> **Verilen Metin**
"AKP sadece bizi değil Türkiye'yi aldattı"

CHP Genel Başkanı Deniz Baykal, askerlerin sivil mahkemelerde yargılanmasına ilişkin düzenleme ile AKP'nin CHP'yi aldattığını ifade ederek, "Bu tablonun önemli tarafı şu; öneriyi Adalet Bakanlığı yapıyor. Bu iktidar CHP milletvekillerini aldatmıyor, tüm Türkiye'yi aldatıyor." dedi.

> **Yapılacak Görev**
Verilen metinde Deniz Baykal'a göre askerlerin sivil mahkemelerde yargılanmasına ilişkin öneriyi hangi kurum yapıyor?

> **Kaynak Alıntısı**
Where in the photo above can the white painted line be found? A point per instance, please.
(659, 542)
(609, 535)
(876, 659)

> **Görevin Cevabı**
Öneriyi Adalet Bakanlığı yapıyor.